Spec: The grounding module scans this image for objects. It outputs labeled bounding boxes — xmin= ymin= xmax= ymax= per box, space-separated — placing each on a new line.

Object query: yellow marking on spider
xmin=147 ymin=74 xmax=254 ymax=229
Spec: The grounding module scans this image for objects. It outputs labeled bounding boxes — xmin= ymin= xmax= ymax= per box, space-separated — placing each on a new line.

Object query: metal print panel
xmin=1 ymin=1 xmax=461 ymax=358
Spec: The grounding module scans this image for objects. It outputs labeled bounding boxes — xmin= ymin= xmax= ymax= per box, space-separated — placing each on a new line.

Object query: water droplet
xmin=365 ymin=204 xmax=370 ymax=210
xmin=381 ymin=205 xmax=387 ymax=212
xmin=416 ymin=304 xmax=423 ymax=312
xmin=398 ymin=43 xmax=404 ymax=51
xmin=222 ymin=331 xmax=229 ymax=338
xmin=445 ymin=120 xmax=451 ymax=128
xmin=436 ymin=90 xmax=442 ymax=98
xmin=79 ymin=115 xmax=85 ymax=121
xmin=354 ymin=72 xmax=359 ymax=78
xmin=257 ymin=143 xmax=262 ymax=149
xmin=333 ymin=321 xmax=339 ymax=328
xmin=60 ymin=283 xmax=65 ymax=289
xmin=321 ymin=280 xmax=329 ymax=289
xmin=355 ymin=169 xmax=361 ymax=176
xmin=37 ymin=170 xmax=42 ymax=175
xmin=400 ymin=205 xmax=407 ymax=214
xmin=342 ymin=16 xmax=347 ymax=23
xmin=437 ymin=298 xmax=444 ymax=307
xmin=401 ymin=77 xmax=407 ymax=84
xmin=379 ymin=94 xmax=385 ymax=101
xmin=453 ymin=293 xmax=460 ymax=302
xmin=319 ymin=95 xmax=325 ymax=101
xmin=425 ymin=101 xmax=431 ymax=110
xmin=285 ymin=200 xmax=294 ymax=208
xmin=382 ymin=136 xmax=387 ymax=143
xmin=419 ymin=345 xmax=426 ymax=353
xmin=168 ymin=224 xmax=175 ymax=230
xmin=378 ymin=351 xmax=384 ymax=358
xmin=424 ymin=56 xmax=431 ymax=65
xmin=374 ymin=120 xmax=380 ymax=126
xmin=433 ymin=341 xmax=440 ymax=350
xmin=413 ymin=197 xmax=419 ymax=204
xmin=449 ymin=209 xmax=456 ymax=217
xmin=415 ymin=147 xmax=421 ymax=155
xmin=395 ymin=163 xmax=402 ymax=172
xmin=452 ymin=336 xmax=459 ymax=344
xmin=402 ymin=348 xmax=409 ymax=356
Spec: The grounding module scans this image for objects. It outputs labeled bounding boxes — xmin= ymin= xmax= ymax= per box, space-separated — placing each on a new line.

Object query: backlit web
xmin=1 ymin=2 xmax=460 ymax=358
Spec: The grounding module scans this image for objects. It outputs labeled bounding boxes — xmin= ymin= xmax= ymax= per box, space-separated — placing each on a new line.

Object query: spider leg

Instructions to follow
Retype the records above in full, with no differences.

Answer
Spec: The grounding module scans this image for objects. It outputs labeled bounding boxes — xmin= ymin= xmax= ymax= per box, space-separated — placing each on a new line.

Object query: yellow marking on spider
xmin=147 ymin=74 xmax=254 ymax=229
Spec: The grounding module scans this image for objects. It outputs labeled bounding boxes — xmin= ymin= xmax= ymax= per box, space-separated — placing each on a new line.

Object query: metal print panel
xmin=1 ymin=1 xmax=461 ymax=358
Spec: The grounding module scans this image for objects. It outputs labeled bounding boxes — xmin= ymin= xmax= ymax= per box, space-separated — placing each on a new line.

Object query: water droplet
xmin=365 ymin=204 xmax=370 ymax=210
xmin=381 ymin=205 xmax=387 ymax=212
xmin=416 ymin=304 xmax=423 ymax=312
xmin=398 ymin=43 xmax=404 ymax=51
xmin=222 ymin=331 xmax=229 ymax=338
xmin=445 ymin=120 xmax=451 ymax=128
xmin=436 ymin=90 xmax=442 ymax=98
xmin=79 ymin=115 xmax=85 ymax=121
xmin=354 ymin=72 xmax=359 ymax=78
xmin=257 ymin=143 xmax=262 ymax=149
xmin=333 ymin=321 xmax=339 ymax=328
xmin=60 ymin=283 xmax=65 ymax=289
xmin=321 ymin=280 xmax=329 ymax=289
xmin=355 ymin=169 xmax=361 ymax=176
xmin=37 ymin=170 xmax=42 ymax=175
xmin=400 ymin=205 xmax=407 ymax=214
xmin=342 ymin=16 xmax=347 ymax=23
xmin=437 ymin=298 xmax=444 ymax=307
xmin=401 ymin=77 xmax=407 ymax=84
xmin=379 ymin=94 xmax=385 ymax=101
xmin=453 ymin=293 xmax=460 ymax=302
xmin=319 ymin=95 xmax=325 ymax=101
xmin=425 ymin=101 xmax=431 ymax=110
xmin=285 ymin=200 xmax=294 ymax=208
xmin=382 ymin=136 xmax=387 ymax=143
xmin=419 ymin=345 xmax=426 ymax=353
xmin=168 ymin=224 xmax=175 ymax=230
xmin=378 ymin=351 xmax=384 ymax=358
xmin=424 ymin=56 xmax=431 ymax=65
xmin=374 ymin=120 xmax=380 ymax=126
xmin=433 ymin=341 xmax=440 ymax=350
xmin=413 ymin=197 xmax=419 ymax=204
xmin=449 ymin=209 xmax=456 ymax=217
xmin=415 ymin=147 xmax=421 ymax=155
xmin=395 ymin=163 xmax=402 ymax=172
xmin=452 ymin=336 xmax=459 ymax=344
xmin=402 ymin=348 xmax=409 ymax=356
Spec: The grounding module scans this image for objects. It outputs labeled bounding boxes — xmin= ymin= xmax= ymax= per box, space-separated — placing each on a new line.

Object query: backlit web
xmin=1 ymin=2 xmax=460 ymax=358
Spec: The grounding module scans this image for objects. It outputs labeled bounding boxes — xmin= ymin= xmax= ymax= per box, space-separated — placing each on a new line.

Object query: spider leg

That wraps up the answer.